RECORDS FOR PROCESSING:
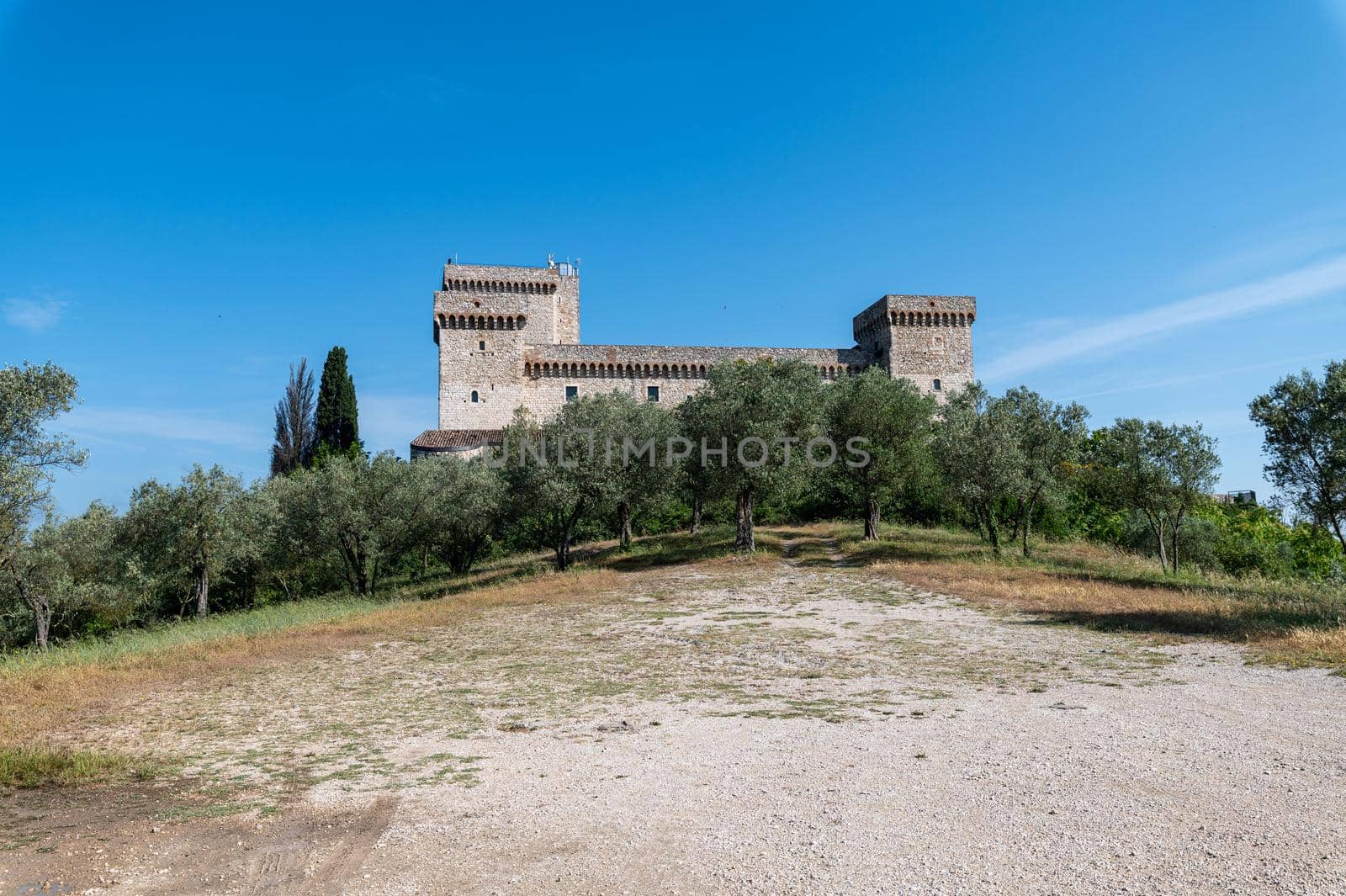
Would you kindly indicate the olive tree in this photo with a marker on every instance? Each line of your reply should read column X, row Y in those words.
column 754, row 432
column 559, row 471
column 67, row 570
column 892, row 420
column 1303, row 421
column 1161, row 471
column 978, row 449
column 464, row 512
column 641, row 469
column 357, row 516
column 691, row 476
column 1050, row 439
column 31, row 395
column 188, row 534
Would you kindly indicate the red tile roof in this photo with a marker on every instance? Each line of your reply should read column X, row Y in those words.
column 455, row 439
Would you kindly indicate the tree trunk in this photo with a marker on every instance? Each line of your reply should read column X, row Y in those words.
column 202, row 591
column 746, row 538
column 40, row 607
column 1337, row 528
column 563, row 543
column 872, row 521
column 1163, row 550
column 42, row 627
column 623, row 522
column 1027, row 525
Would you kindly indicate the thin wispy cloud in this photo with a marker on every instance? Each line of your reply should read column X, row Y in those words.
column 392, row 421
column 146, row 426
column 34, row 315
column 1305, row 284
column 1279, row 363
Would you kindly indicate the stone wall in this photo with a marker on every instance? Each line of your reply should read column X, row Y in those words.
column 511, row 338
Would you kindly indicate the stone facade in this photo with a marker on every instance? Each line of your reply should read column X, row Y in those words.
column 511, row 337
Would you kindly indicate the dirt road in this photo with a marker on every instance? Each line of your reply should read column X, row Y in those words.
column 722, row 728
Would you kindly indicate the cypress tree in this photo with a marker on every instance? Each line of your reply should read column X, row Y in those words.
column 336, row 417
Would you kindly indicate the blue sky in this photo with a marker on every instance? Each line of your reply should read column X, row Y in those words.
column 1148, row 198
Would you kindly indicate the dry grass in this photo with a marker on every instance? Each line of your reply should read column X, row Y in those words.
column 37, row 766
column 44, row 697
column 1290, row 623
column 47, row 698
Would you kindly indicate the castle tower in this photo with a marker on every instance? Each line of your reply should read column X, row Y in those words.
column 926, row 339
column 485, row 315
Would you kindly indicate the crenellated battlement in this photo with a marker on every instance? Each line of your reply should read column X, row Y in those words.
column 509, row 337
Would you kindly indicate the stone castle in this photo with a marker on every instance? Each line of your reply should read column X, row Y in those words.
column 511, row 337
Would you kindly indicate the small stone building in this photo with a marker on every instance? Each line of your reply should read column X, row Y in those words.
column 511, row 337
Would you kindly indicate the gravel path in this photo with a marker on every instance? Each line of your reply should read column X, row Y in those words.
column 807, row 731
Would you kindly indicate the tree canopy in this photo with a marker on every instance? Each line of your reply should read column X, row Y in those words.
column 1303, row 421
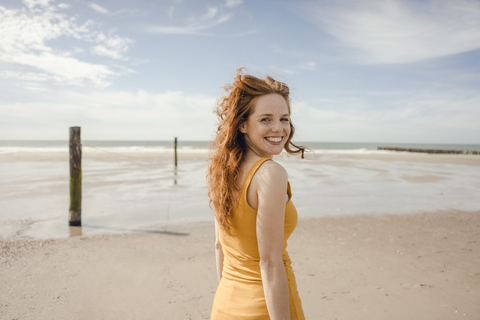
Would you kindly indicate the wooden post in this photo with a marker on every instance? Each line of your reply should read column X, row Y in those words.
column 75, row 211
column 175, row 147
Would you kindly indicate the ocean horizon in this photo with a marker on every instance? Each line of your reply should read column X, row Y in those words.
column 202, row 146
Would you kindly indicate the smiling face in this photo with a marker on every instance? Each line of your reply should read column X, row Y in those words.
column 268, row 127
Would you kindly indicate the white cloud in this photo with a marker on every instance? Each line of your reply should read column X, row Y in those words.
column 31, row 4
column 24, row 34
column 444, row 118
column 113, row 47
column 112, row 115
column 396, row 31
column 98, row 8
column 195, row 25
column 233, row 3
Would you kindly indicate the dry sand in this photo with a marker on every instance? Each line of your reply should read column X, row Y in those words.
column 424, row 266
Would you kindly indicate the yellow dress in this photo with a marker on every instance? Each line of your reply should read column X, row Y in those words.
column 240, row 292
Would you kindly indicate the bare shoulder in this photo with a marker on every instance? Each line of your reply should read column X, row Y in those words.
column 271, row 172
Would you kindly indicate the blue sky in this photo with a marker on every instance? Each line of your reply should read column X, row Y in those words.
column 360, row 71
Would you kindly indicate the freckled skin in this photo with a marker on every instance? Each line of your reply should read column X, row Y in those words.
column 269, row 120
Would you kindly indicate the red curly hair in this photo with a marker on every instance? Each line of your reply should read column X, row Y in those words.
column 229, row 146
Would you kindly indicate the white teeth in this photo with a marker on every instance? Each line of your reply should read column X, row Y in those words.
column 274, row 139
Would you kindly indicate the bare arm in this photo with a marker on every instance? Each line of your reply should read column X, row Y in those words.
column 218, row 253
column 271, row 189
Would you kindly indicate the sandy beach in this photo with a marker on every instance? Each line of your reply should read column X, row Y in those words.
column 373, row 241
column 423, row 266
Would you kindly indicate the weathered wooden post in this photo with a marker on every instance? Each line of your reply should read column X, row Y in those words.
column 175, row 148
column 75, row 211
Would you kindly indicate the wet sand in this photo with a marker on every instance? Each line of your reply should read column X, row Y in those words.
column 422, row 266
column 395, row 263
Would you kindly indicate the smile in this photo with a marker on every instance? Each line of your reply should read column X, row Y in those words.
column 274, row 139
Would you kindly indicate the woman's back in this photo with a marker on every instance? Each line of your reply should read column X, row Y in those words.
column 240, row 294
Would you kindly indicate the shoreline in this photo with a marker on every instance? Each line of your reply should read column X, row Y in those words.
column 363, row 267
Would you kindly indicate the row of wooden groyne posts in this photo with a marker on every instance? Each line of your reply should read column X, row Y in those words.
column 75, row 150
column 429, row 150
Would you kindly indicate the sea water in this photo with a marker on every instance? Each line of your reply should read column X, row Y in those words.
column 133, row 196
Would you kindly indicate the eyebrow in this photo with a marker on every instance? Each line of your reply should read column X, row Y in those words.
column 270, row 114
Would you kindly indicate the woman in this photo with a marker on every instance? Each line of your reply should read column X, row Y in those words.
column 254, row 214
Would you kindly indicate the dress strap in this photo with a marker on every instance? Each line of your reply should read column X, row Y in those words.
column 250, row 175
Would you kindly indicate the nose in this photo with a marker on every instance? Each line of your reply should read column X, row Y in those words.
column 276, row 127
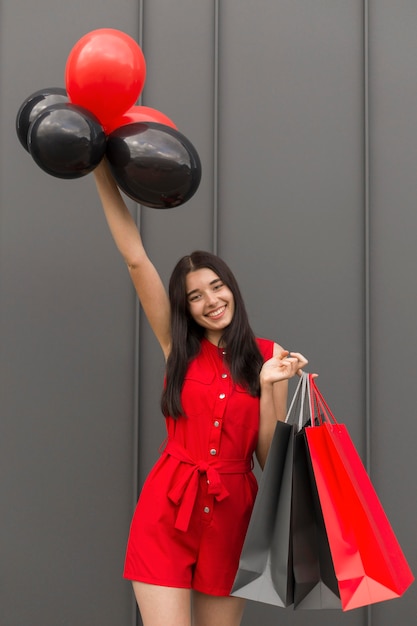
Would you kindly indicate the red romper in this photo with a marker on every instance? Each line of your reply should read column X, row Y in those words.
column 192, row 515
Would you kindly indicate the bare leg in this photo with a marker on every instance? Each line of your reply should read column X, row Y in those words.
column 163, row 606
column 217, row 610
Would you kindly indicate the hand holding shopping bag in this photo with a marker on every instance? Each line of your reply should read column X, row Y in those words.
column 265, row 570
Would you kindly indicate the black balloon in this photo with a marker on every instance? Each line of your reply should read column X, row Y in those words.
column 33, row 106
column 66, row 141
column 154, row 164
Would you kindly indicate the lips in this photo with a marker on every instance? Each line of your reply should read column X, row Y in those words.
column 217, row 313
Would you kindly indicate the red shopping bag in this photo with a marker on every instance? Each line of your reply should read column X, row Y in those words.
column 368, row 561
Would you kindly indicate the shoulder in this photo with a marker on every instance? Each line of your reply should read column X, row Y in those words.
column 266, row 347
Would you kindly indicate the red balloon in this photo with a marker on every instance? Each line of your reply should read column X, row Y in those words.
column 105, row 73
column 139, row 114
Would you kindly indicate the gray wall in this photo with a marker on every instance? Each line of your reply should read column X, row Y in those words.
column 303, row 114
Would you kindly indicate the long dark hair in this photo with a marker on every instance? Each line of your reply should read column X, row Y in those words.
column 242, row 353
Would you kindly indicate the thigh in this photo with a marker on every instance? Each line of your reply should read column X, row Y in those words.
column 216, row 610
column 163, row 606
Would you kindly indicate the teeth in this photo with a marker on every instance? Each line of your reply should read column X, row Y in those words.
column 217, row 312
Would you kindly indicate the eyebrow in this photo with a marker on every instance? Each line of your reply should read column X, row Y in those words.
column 213, row 282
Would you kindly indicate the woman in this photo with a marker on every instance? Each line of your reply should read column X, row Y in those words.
column 223, row 394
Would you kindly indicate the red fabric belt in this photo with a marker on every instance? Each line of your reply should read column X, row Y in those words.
column 185, row 490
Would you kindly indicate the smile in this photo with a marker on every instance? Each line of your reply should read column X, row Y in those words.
column 217, row 312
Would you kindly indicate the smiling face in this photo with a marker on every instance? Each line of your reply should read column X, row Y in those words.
column 210, row 302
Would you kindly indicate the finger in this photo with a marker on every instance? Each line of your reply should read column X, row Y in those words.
column 300, row 357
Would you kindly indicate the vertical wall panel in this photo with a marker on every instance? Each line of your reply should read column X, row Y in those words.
column 291, row 203
column 393, row 158
column 291, row 180
column 67, row 321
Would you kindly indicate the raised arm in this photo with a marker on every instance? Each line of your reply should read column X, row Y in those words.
column 274, row 389
column 145, row 278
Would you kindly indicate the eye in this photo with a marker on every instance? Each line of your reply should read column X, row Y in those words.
column 194, row 297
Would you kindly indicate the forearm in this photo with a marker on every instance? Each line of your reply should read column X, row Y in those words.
column 145, row 277
column 121, row 223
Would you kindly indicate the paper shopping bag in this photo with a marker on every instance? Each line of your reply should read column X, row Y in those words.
column 265, row 569
column 315, row 582
column 369, row 563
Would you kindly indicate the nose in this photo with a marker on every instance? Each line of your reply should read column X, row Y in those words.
column 211, row 298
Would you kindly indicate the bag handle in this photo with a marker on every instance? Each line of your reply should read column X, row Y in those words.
column 299, row 411
column 318, row 405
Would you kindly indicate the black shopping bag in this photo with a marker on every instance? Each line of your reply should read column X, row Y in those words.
column 315, row 583
column 265, row 572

EXERCISE GOAL: Output nothing but the lines from the one containing "Would you kindly indicate the black shopping" through the last line of the data, exactly as they stand.

SOLUTION FOR THIS TASK:
Would you kindly indicate the black shopping bag in this photo with a marker on every instance? Each line of your reply should read column X, row Y in those words.
column 315, row 583
column 265, row 572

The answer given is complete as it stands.